- TEXTE:
La dernière semaine a donné lieu à un curieux débat sur l’opportunité ou non de changer le statut de réserve écologique accordé à l’Ile Brion en 1988. Cette question, mal posée, a donné lieu à une controverse heureusement vite étouffée. Brion doit certes conserver son statut de réserve écologique, mais des «aménagements raisonnables» sont plus que jamais nécessaires.
C’est le ministre de l’Environnement, David Heurtel, qui a parti le bal en ouvrant la porte à un changement de statut, à la demande des chasseurs de loups-marins et du promoteur Total Océan. L’objectif consiste à permettre la chasse au phoque gris sur les côtes de Brion afin d’approvisionner l’entreprise et de diversifier l’économie des Îles. À cet enjeu de développement économique s’ajoute celui, de plus en plus urgent, du contrôle de la population de loups-marins. Devant le tollé de certains groupes écologistes, et de fonctionnaires de son propre ministère, le ministre a remis le couvert sur la marmite et promis qu’il n’en serait rien. Réaffirmer le statut de réserve écologique ne doit pas pour autant servir de prétexte à l’inaction.
Réserve ou refuge?

- CONSIGNE DE L'EXERCICE:
Prolongez le texte consacré à l'île Brion en rédigeant la suite qui vient après l'intertitre « Réserve ou refuge? ».

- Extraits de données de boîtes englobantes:
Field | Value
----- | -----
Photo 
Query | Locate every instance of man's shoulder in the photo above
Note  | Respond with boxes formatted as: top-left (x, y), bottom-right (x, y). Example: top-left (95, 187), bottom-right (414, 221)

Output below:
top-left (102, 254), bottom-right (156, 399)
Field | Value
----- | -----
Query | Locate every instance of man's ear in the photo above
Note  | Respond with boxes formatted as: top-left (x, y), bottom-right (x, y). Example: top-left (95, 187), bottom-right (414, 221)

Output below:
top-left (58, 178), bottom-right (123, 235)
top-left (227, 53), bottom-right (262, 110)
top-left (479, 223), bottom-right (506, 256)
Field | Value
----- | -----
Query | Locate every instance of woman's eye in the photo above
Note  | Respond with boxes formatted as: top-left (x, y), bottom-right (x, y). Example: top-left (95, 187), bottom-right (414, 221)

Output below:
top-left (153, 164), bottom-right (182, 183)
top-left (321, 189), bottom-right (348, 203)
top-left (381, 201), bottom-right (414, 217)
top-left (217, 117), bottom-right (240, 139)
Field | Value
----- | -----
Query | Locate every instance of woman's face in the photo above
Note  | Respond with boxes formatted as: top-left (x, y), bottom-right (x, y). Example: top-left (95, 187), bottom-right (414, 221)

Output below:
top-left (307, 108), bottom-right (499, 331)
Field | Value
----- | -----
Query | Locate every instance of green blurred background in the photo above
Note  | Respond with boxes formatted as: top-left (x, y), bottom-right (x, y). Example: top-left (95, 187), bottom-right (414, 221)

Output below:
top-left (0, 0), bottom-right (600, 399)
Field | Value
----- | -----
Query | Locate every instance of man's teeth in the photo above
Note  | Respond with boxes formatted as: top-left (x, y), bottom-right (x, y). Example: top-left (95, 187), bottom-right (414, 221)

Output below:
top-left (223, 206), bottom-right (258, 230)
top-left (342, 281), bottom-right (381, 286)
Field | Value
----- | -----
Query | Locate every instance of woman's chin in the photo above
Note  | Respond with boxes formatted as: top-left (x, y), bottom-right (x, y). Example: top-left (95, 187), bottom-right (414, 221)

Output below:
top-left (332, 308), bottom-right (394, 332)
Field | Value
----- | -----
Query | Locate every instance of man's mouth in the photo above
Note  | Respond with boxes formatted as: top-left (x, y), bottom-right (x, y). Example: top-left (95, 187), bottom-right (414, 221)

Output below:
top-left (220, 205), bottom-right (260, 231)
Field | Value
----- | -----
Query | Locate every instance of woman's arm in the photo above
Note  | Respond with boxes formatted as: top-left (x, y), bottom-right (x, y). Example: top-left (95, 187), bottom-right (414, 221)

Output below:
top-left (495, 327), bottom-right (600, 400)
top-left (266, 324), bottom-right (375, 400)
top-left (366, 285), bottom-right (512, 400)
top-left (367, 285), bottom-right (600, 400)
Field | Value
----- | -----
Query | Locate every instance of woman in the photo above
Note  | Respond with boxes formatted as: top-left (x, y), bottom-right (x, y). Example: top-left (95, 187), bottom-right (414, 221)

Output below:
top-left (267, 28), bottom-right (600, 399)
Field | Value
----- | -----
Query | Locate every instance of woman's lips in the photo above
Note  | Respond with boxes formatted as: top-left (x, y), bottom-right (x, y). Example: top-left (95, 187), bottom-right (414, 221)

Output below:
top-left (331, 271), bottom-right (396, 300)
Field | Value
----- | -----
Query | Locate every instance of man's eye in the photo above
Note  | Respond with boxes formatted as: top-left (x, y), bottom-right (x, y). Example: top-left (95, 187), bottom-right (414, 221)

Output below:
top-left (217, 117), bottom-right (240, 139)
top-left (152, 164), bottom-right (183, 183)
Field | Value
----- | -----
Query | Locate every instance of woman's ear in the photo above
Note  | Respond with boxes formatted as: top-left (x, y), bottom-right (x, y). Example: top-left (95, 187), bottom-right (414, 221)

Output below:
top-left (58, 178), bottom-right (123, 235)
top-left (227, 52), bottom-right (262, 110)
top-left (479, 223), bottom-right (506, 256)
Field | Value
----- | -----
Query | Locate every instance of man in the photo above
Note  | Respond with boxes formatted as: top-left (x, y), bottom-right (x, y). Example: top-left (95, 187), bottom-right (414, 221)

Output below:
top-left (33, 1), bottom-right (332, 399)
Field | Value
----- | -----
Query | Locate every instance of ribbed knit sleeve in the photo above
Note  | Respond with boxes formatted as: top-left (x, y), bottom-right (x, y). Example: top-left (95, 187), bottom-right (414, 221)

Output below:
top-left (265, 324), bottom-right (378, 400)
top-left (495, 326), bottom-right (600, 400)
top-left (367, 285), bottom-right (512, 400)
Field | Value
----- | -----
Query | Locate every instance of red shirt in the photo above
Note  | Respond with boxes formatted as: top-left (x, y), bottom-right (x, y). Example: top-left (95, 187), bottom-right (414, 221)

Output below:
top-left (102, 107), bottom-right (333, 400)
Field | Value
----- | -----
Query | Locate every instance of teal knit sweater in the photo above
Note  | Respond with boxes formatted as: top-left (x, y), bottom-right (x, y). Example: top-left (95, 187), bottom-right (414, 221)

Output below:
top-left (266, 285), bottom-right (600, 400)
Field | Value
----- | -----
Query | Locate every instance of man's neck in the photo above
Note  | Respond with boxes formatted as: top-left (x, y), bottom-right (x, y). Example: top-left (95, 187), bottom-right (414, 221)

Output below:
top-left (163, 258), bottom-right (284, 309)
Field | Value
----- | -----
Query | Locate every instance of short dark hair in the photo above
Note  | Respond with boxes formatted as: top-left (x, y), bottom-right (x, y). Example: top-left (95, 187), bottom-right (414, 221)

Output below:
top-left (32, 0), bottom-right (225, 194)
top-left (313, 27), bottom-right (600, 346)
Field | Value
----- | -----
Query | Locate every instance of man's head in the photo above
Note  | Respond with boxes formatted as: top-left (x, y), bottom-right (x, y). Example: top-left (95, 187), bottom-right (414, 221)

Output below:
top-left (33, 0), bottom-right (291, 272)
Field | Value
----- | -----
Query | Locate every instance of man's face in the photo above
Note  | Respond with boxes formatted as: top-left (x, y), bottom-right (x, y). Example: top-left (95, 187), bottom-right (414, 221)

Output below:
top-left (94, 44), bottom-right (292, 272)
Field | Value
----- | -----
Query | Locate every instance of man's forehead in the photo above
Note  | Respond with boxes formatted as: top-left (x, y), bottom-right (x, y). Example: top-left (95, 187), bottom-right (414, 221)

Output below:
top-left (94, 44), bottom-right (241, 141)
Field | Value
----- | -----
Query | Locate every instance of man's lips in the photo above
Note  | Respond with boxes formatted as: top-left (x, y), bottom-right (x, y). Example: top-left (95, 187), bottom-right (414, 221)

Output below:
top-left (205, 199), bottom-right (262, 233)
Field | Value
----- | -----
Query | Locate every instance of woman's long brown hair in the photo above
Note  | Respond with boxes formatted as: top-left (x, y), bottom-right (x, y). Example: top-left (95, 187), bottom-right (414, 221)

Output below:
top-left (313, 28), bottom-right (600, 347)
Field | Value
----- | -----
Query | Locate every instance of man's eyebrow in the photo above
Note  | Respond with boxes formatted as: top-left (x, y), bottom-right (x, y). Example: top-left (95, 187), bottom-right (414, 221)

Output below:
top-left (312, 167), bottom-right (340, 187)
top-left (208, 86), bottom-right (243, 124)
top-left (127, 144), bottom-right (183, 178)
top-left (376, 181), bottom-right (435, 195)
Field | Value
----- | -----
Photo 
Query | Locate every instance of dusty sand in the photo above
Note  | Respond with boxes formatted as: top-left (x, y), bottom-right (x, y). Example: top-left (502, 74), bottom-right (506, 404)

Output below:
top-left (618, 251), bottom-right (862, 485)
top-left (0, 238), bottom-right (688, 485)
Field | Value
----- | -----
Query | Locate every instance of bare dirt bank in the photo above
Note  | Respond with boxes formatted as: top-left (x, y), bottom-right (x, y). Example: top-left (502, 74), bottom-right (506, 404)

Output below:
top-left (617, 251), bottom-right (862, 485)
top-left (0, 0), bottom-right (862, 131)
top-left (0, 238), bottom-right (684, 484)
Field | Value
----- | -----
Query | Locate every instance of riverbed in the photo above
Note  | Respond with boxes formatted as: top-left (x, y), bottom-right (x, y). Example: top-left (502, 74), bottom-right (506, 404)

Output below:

- RÉPONSE:
C’est à la demande des Madelinots eux-mêmes que le gouvernement du Québec a procédé à l’expropriation de l’Ile Brion pour en faire une réserve écologique il y a une trentaine d’années. Les Madelinots ont néanmoins exigé et obtenu le maintien d’un accès au territoire, afin d’éviter que ce processus ne se résume à une dépossession. Autre gain, la portion ouest de l’île, correspondant à 10% de son étendue, est exclue du territoire protégé. Ces considérations sont utiles dans le contexte actuel, en ce qu’elles démontrent que la configuration d’un statut de protection se discute, s’élabore et se négocie.
L’île est sans l’ombre d’un doute un joyau écologique pour l’archipel et le Québec. Il s’agit du seul territoire des Îles qui demeure à l’état naturel, un patrimoine inestimable qui reflète les écosystèmes tels qu’ils étaient, ou presque, au temps de Jacques Cartier. On y trouve une flore rare et une faune aviaire exceptionnelle. La présence d’un petit troupeau de phoques fait aussi partie du paysage depuis longtemps. Or, selon les estimations actuelles, le troupeau serait passé de quelques centaines à plus de 10,000 bêtes. Une population de mammifères voraces dont la croissance exponentielle crée un déséquilibre évident dans l’écosystème. Sans prédateur, le phoque gris domine la chaine alimentaire et constitue de plus en plus un concurrent féroce aux pêcheurs. Il s’agit ni plus ni moins d’un effet pervers du statut de réserve écologique intégrale. Tant et si bien qu’on peut aujourd’hui assimiler le secteur est de l’ile à un refuge pour le loup-marin. Parions que si le projet de départ avait été de créer un sanctuaire pour le phoque gris, l’acceptabilité sociale aurait été vraisemblablement impossible à obtenir chez les Madelinots. C’est pourtant ce que l’Ile Brion est en passe de devenir.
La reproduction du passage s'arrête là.